Document excerpt
::::

The dynamic also places the spotlight on Moore, an insurgent conservative best known for having been pulled from office after defying a 2003 court order to remove a monument to the Ten Commandments from the courthouse where he served as the state’s chief justice. Moore was elected chief justice a second time — but was again removed, in 2016, after refusing to comply with a U.S. Supreme Court decision legalizing same-sex marriage.
Moore, along with Trump, remains popular among Alabama Republicans. Moore and Strange earned 39 percent and 33 percent, respectively, in the first round of voting. And while Strange has embraced Trump at every turn during the campaign, private polling this week from a pro-Strange group shows him narrowly trailing Moore in the runoff. For both McConnell and Trump — for the GOP establishment and its insurgent wing — the stakes will be high during the next four weeks.
With Strange in the Senate, McConnell’s job would be easier than with Moore, a far-right fire-thrower who sent a fundraising email this week with the subject line, “It’s time to take King McConnell’s crown.” A Moore win also would raise the possibility that future Republican Senate candidates would run on an anti-McConnell promise, especially in red-state primary races — putting his leadership in jeopardy.
For Trump, who has built a brand on winning, a Strange loss in Alabama could tarnish his image as a titan of the Republican base and raise questions about how much sway he holds in down-ballot contests heading into the midterm elections.
In some ways, Moore, who has engaged in the false “birther” conspiracy about President Barack Obama and is no stranger to controversy, resembles Trump. But Strange has built a relationship with the president and could urge him to act on his behalf.

::::

Records provided
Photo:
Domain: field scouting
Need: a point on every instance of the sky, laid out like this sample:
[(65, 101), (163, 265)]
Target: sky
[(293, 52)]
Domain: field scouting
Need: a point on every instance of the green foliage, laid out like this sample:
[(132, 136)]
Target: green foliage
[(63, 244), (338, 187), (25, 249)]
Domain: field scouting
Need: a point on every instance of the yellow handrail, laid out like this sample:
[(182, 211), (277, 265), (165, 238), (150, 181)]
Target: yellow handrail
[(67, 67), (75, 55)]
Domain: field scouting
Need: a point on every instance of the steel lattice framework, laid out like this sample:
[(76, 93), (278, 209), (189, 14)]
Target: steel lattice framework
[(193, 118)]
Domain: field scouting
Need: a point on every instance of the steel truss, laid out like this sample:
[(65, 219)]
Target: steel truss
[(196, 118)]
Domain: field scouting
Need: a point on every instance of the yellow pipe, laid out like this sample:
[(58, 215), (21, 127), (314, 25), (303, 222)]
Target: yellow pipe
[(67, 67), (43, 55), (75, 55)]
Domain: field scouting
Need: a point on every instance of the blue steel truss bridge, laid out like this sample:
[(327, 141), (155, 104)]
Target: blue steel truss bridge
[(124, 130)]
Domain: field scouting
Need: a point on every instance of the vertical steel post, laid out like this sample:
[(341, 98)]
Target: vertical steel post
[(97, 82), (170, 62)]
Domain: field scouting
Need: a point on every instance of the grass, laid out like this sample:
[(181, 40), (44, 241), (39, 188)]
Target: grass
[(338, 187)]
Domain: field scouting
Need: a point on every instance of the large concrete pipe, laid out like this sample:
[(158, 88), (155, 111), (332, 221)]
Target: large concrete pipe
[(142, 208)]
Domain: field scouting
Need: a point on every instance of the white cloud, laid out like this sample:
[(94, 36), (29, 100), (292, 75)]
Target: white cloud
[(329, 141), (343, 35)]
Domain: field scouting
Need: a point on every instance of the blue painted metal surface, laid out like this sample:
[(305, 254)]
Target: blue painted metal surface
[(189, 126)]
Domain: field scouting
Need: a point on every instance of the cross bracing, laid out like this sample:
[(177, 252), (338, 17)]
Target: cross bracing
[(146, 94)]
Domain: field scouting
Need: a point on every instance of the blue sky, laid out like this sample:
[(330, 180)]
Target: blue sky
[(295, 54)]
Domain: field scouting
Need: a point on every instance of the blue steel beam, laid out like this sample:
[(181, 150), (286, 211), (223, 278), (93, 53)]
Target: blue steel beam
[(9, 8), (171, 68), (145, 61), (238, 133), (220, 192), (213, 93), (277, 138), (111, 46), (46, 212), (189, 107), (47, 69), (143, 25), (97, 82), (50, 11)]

::::

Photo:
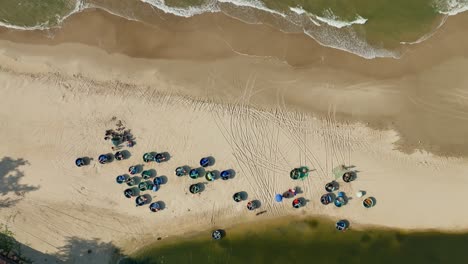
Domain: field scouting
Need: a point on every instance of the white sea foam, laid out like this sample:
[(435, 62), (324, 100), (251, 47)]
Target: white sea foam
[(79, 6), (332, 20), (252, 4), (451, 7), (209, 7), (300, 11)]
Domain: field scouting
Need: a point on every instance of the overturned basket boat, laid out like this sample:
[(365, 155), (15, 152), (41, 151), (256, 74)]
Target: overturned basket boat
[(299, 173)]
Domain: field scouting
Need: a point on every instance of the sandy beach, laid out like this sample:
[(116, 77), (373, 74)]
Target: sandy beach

::::

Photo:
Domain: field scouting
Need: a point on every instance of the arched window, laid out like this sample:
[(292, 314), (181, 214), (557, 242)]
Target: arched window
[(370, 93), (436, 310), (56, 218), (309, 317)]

::::

Work instructions
[A] From the article on the Alabama Senate runoff, print the passage between "Moore, along with" and "next four weeks.", inclusive.
[B] Carry on the article on the Alabama Senate runoff from the point where it stops.

Set of answers
[A]
Moore, along with Trump, remains popular among Alabama Republicans. Moore and Strange earned 39 percent and 33 percent, respectively, in the first round of voting. And while Strange has embraced Trump at every turn during the campaign, private polling this week from a pro-Strange group shows him narrowly trailing Moore in the runoff. For both McConnell and Trump — for the GOP establishment and its insurgent wing — the stakes will be high during the next four weeks.

[B]
Inside the West Wing, advisers have urged the president to target GOP leaders — and to not weigh in as much, if at all, for Strange. There are no plans for Trump to travel to Alabama to rally with Strange, although the discussions are fluid, the Republicans close to the White House said.
Trump has built a rapport over the phone with Strange on several occasions. But people familiar with the relationship said that it is more friendly than politically intertwined and that Trump does not feel compelled to do more than he already has.
While Trump has not personally soured on Strange, the Republicans said he is well aware of the senator’s fall in the polls and is more focused on the barrage of legislative battles he faces on Capitol Hill.
The White House press office did not immediately respond to a request for comment.
Republicans close to Strange still hope the president will wade in again ahead of the Sept. 26 vote. Several said that Trump would need to do more than the two tweets and robo-call that helped boost Strange into the two-person runoff.
Trump crushed the competition in Alabama in the 2016 Republican primary and coasted to victory in the state over Hillary Clinton in the general election.
“He clearly packs a wallop,” said Steven Law, the president and chief executive of the Senate Leadership Fund and a former top McConnell aide. “The president is strongly admired in the state. And I think his support does rub off on Senator Strange.”
That is why Strange is tethering himself to the president, even as Trump has clashed with many of the mainstream GOP leaders in Washington who back the senator, including McConnell.
“Others attack our president,” Strange says in one of his ads. “I’m fighting with him to drain the swamp and repeal Obamacare.”
A poll conducted Monday through Wednesday for the Senate Leadership Fund, a McConnell-affiliated PAC planning to spend heavily in the race, showed Moore garnering 45 percent support to Strange’s 41 percent, an edge that is not statistically significant. The Voter Consumer Research survey showed a tighter race than the Aug. 15 primary margin. Some public polls have shown Moore ahead with a larger lead.
Some strategists with an eye on the race attribute some of Moore’s success to how well-known he is in Republican circles. Moore has not criticized Trump, and he has relentlessly attacked “the swamp” in the same terms as the president. This has made it more challenging for Strange and his allies to go after him, even with the president in their corner.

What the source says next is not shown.